*Short exercise*: Pull out every line below that contains the word "icon" and copy each of them in full.

*Material shown*:
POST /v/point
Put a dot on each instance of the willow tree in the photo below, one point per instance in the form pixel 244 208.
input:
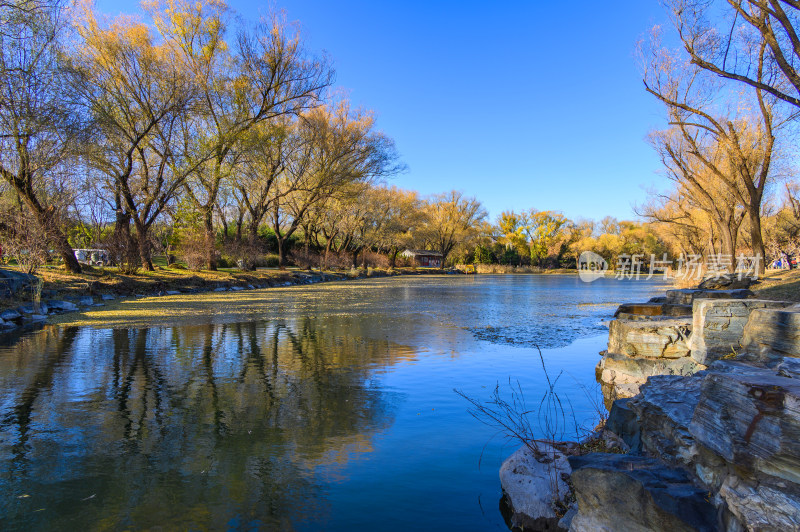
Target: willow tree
pixel 452 219
pixel 337 148
pixel 742 124
pixel 38 127
pixel 736 39
pixel 264 74
pixel 136 95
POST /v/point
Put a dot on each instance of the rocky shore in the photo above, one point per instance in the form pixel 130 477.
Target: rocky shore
pixel 703 432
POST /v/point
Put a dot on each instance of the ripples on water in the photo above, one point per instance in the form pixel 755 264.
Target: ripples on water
pixel 324 407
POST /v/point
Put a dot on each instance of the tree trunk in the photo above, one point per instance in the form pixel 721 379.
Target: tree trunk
pixel 44 217
pixel 144 247
pixel 756 238
pixel 208 223
pixel 281 253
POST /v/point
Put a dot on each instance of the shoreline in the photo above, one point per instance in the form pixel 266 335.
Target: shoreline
pixel 66 310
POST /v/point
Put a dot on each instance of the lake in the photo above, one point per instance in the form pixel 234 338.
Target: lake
pixel 324 407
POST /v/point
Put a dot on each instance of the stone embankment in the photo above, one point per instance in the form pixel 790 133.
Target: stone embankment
pixel 704 427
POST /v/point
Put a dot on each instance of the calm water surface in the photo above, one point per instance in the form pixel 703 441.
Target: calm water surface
pixel 328 407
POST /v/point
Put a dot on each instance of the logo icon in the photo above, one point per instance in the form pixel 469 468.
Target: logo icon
pixel 591 266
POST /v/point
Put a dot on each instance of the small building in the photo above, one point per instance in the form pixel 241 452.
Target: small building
pixel 423 258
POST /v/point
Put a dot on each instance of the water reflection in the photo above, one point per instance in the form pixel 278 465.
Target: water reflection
pixel 206 426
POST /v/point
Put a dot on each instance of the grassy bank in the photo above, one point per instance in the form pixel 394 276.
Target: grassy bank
pixel 779 285
pixel 60 285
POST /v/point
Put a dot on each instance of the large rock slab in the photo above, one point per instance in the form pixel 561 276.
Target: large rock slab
pixel 664 409
pixel 771 332
pixel 758 506
pixel 686 296
pixel 11 282
pixel 651 339
pixel 750 417
pixel 636 493
pixel 622 376
pixel 533 484
pixel 718 325
pixel 651 310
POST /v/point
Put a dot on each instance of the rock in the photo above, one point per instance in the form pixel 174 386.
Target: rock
pixel 718 325
pixel 751 418
pixel 566 521
pixel 629 492
pixel 651 309
pixel 62 306
pixel 663 410
pixel 625 375
pixel 789 367
pixel 653 339
pixel 10 315
pixel 726 282
pixel 773 331
pixel 686 296
pixel 31 308
pixel 11 282
pixel 532 486
pixel 760 507
pixel 623 422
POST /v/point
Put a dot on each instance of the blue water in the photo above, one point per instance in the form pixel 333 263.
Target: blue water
pixel 328 407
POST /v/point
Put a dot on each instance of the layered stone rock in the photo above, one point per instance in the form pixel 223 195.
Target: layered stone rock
pixel 718 326
pixel 726 282
pixel 652 339
pixel 628 492
pixel 622 376
pixel 735 428
pixel 638 350
pixel 533 482
pixel 770 332
pixel 686 296
pixel 651 310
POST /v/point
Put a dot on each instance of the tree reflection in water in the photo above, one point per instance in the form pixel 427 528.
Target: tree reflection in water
pixel 202 426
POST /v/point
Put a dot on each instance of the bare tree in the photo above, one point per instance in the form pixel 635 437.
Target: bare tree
pixel 266 75
pixel 38 130
pixel 452 219
pixel 749 38
pixel 704 115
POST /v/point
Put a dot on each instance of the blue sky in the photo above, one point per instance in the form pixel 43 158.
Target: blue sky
pixel 521 104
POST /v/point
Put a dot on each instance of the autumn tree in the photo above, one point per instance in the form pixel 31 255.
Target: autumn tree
pixel 38 127
pixel 740 127
pixel 755 42
pixel 265 73
pixel 136 96
pixel 452 219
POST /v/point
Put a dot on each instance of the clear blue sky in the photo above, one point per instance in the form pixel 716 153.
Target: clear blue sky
pixel 521 104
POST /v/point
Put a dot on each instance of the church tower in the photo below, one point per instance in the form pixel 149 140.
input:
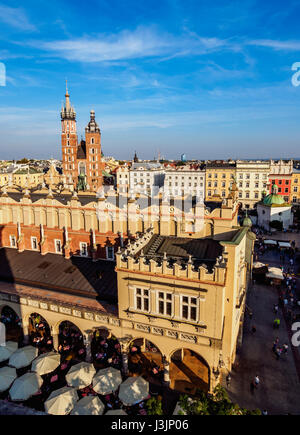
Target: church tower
pixel 69 142
pixel 94 164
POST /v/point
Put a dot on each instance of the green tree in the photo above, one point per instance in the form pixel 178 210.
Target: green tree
pixel 217 403
pixel 154 406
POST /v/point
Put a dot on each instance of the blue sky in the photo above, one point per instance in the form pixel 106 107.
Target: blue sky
pixel 210 79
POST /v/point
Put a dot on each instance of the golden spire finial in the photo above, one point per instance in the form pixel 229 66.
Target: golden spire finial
pixel 67 93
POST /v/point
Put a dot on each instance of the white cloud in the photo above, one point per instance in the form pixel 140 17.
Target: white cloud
pixel 15 17
pixel 141 43
pixel 276 45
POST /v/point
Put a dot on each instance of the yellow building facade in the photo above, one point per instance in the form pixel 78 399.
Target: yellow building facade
pixel 171 295
pixel 219 179
pixel 295 188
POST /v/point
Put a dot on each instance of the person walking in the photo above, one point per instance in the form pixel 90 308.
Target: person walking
pixel 228 380
pixel 278 353
pixel 275 343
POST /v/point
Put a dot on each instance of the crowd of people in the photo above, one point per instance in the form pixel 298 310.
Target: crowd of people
pixel 71 343
pixel 39 333
pixel 106 351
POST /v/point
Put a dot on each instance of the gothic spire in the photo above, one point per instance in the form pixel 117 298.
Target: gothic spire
pixel 68 111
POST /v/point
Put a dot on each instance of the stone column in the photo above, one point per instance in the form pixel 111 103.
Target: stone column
pixel 124 352
pixel 88 346
pixel 25 332
pixel 55 342
pixel 166 363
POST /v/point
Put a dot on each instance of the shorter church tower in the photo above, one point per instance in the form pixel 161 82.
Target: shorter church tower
pixel 69 142
pixel 94 164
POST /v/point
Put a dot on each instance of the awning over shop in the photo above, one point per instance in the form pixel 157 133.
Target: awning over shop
pixel 284 244
pixel 275 273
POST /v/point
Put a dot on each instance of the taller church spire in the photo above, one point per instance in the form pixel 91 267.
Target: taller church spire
pixel 68 111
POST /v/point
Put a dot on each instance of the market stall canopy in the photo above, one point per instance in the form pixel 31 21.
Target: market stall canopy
pixel 46 363
pixel 89 405
pixel 284 244
pixel 7 350
pixel 81 375
pixel 25 386
pixel 116 412
pixel 107 381
pixel 133 390
pixel 258 265
pixel 23 357
pixel 275 273
pixel 7 376
pixel 62 401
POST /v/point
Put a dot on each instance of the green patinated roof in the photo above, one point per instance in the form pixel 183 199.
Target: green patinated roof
pixel 247 222
pixel 274 199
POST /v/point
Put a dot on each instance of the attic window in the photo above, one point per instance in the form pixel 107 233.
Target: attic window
pixel 70 269
pixel 44 265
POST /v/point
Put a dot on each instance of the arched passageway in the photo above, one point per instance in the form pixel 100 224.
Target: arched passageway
pixel 13 324
pixel 189 372
pixel 40 333
pixel 106 350
pixel 145 359
pixel 70 342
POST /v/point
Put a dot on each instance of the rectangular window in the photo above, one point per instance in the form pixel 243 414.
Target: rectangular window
pixel 142 299
pixel 34 244
pixel 189 308
pixel 165 303
pixel 58 248
pixel 83 249
pixel 13 242
pixel 110 255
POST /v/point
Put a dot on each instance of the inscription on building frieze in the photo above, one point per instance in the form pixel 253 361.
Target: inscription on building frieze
pixel 157 331
pixel 89 316
pixel 172 334
pixel 189 338
pixel 101 319
pixel 34 304
pixel 65 310
pixel 141 327
pixel 54 308
pixel 4 296
pixel 115 322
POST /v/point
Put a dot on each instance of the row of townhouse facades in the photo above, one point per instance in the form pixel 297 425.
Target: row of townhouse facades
pixel 210 179
pixel 175 280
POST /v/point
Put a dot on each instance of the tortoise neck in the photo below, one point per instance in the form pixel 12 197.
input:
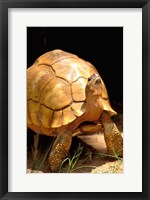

*Full output*:
Put a dot on each instance of the logo icon in the photo above, one point per instance in the form pixel 469 468.
Target: logo icon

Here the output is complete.